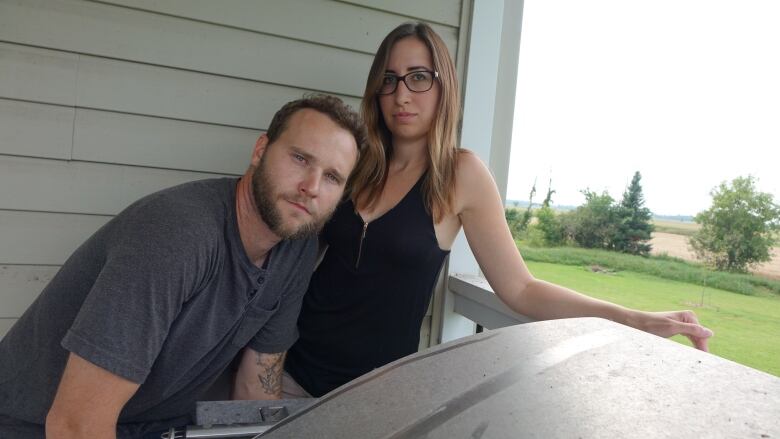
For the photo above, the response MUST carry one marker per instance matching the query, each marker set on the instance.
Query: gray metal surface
(247, 412)
(566, 378)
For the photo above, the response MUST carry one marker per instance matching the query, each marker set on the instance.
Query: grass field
(747, 328)
(676, 227)
(659, 266)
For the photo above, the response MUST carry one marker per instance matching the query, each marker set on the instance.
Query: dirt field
(677, 246)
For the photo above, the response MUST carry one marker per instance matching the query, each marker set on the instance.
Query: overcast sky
(687, 92)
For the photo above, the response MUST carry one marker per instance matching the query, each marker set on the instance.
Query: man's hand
(667, 324)
(88, 401)
(259, 376)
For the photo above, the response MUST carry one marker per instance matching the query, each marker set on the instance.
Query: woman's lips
(403, 116)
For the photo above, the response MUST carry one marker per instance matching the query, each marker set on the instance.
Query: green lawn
(747, 328)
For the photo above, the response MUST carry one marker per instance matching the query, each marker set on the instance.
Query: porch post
(488, 111)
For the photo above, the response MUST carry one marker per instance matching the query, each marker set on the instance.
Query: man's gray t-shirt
(163, 295)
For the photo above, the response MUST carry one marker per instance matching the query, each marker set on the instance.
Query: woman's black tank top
(368, 297)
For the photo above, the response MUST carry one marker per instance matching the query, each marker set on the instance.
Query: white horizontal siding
(438, 11)
(324, 22)
(39, 238)
(132, 35)
(103, 102)
(78, 187)
(20, 285)
(146, 141)
(37, 74)
(35, 130)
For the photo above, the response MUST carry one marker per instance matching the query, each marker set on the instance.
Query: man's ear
(259, 150)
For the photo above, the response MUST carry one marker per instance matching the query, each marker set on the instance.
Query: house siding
(104, 102)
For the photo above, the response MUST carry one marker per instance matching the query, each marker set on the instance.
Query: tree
(634, 228)
(740, 227)
(551, 229)
(593, 225)
(526, 219)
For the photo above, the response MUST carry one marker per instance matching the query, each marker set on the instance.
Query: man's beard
(266, 196)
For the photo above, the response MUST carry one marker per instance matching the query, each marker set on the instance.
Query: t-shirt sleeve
(281, 330)
(152, 261)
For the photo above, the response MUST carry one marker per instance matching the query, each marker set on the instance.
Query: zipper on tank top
(360, 245)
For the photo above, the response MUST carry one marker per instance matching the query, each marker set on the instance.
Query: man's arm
(88, 401)
(259, 376)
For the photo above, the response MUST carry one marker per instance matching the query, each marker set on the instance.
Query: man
(146, 314)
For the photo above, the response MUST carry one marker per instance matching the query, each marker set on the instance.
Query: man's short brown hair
(331, 106)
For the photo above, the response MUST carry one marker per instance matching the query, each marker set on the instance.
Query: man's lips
(299, 206)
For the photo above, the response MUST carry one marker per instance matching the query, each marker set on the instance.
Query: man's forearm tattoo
(270, 373)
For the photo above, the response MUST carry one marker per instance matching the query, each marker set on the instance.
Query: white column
(488, 110)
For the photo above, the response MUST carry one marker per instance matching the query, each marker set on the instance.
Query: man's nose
(310, 185)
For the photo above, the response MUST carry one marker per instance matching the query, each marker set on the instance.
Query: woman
(413, 191)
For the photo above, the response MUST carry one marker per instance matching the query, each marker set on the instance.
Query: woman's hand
(669, 323)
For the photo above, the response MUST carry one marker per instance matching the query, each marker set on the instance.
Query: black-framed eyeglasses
(419, 81)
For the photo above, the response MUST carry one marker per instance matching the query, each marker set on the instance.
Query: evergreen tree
(635, 228)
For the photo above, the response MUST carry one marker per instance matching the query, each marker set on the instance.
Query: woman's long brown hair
(370, 176)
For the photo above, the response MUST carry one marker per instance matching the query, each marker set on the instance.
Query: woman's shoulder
(472, 178)
(468, 166)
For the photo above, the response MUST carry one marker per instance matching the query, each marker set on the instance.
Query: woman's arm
(481, 213)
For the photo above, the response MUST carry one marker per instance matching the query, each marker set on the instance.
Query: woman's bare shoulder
(472, 179)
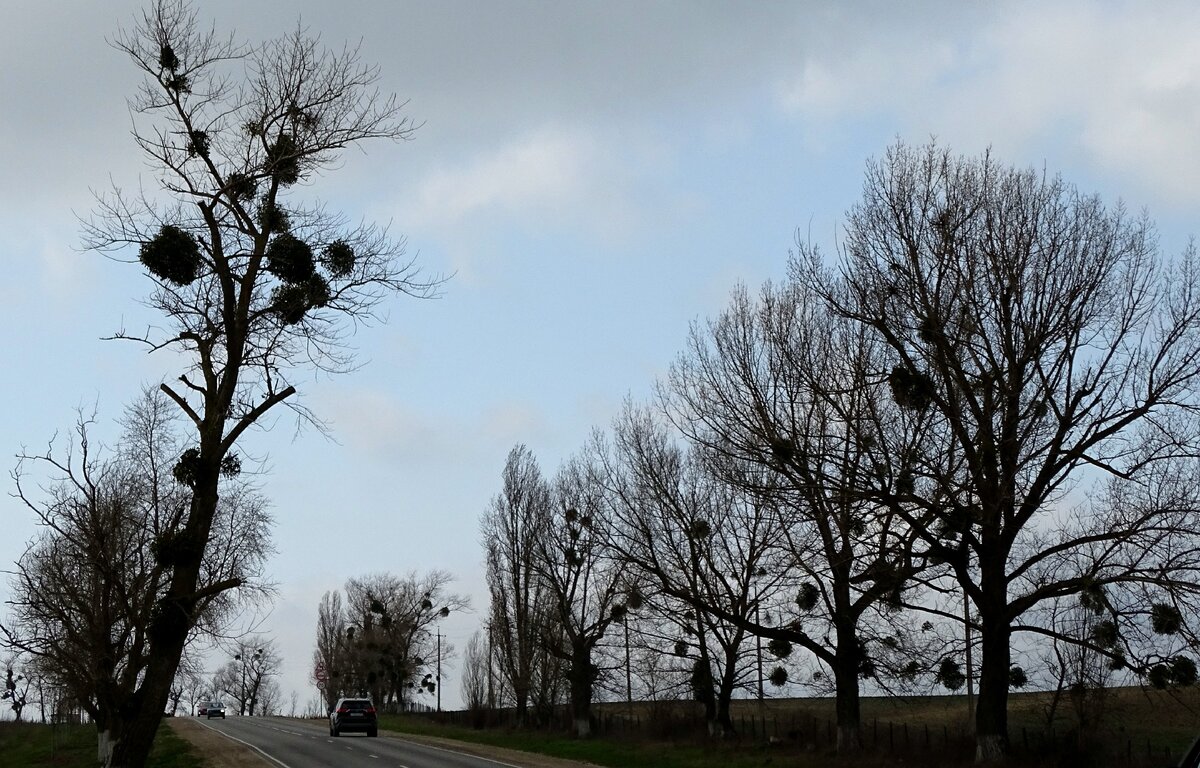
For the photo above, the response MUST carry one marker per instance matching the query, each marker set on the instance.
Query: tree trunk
(724, 696)
(846, 703)
(991, 712)
(168, 631)
(581, 690)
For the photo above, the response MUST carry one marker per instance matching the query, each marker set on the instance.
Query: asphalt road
(298, 744)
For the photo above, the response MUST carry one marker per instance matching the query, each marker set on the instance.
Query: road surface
(306, 744)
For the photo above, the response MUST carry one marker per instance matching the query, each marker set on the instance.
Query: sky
(594, 177)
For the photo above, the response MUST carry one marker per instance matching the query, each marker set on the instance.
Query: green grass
(1143, 724)
(613, 753)
(34, 745)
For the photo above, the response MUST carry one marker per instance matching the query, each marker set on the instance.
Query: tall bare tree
(390, 642)
(705, 550)
(775, 396)
(585, 582)
(1053, 347)
(515, 523)
(251, 282)
(328, 657)
(253, 666)
(87, 592)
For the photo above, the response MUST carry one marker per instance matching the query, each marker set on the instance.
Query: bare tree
(16, 690)
(328, 657)
(390, 642)
(583, 581)
(706, 550)
(514, 525)
(250, 672)
(774, 396)
(475, 672)
(251, 282)
(87, 592)
(1051, 346)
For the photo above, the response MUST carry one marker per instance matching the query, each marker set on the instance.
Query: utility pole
(759, 643)
(629, 675)
(966, 628)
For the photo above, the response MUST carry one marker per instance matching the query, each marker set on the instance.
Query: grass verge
(35, 745)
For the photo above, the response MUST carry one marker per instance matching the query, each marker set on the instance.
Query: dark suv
(353, 714)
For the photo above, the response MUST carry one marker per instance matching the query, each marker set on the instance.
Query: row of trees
(978, 431)
(382, 639)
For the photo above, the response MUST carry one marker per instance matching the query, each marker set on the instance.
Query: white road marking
(270, 757)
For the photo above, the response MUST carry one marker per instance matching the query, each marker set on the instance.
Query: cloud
(1114, 87)
(545, 171)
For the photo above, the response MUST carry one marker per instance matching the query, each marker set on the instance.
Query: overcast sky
(595, 177)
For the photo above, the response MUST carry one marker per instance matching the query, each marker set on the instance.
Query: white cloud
(1114, 87)
(545, 171)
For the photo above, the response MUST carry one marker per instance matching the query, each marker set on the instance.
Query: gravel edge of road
(221, 751)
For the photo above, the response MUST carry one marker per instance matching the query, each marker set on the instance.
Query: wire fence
(933, 744)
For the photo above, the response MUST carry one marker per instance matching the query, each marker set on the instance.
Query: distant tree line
(964, 448)
(381, 639)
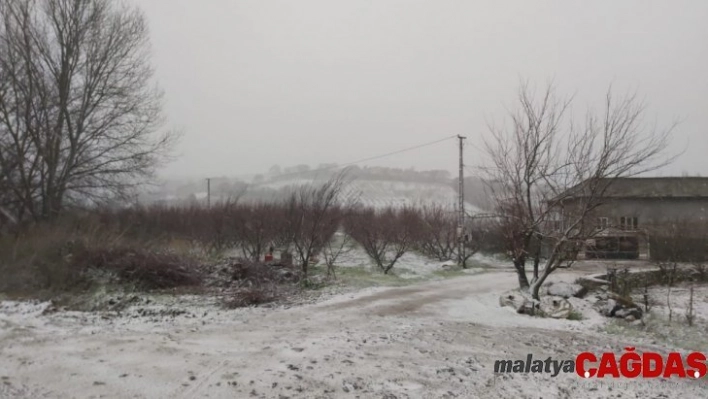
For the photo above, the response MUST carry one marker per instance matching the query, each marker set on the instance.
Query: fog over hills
(375, 187)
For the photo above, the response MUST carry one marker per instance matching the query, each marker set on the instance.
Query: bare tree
(437, 237)
(313, 216)
(78, 110)
(385, 235)
(339, 245)
(549, 175)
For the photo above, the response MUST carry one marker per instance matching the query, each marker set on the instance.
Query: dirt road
(433, 340)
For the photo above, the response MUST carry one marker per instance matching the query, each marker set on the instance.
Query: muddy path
(432, 340)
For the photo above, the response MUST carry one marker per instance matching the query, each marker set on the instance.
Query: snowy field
(436, 339)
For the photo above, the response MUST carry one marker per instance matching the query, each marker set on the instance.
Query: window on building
(629, 223)
(603, 222)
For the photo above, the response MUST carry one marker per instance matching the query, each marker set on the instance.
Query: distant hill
(377, 187)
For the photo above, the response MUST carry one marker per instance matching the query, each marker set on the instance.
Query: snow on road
(432, 340)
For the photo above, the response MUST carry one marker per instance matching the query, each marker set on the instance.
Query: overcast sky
(257, 83)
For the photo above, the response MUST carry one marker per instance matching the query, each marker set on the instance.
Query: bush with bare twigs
(384, 235)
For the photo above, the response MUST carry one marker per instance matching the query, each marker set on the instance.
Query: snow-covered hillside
(388, 193)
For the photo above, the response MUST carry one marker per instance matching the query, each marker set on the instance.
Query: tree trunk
(519, 265)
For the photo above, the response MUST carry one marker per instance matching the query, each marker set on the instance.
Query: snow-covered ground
(382, 193)
(432, 340)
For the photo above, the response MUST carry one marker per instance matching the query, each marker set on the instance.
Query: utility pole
(461, 207)
(208, 192)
++++
* _EXERCISE AIM_: Emit verbatim the lines running from the one with "Query: snow on road" through the last line of the data, both endpoints inclusive.

* _WRITTEN RESPONSE_:
Query: snow on road
(432, 340)
For the photo above, the response MUST carry one marker per instance matching the query, each marker set on the instance.
Query: overcast sky
(257, 83)
For the photo above, the response MUST carry one marker per instance matching the query, each marker set on the instance.
Query: bush with bare twigs
(384, 235)
For the photo above, the response MUST carry one marker per instance matching the query, each marker set on the instance.
Query: snow-covered hillside
(388, 193)
For the photo above, the response MUST carry one marker per instance matching the query, each marker set on the instance.
Query: tree trunk
(519, 265)
For the photo above, the response MUST carry one marker per instance matching the query, each marker set on the instance.
Query: snow-covered ground
(382, 193)
(432, 340)
For the photo above, the response MUST carry one marker per instance matching the query, each marker set on the instance.
Query: utility pole
(461, 207)
(208, 192)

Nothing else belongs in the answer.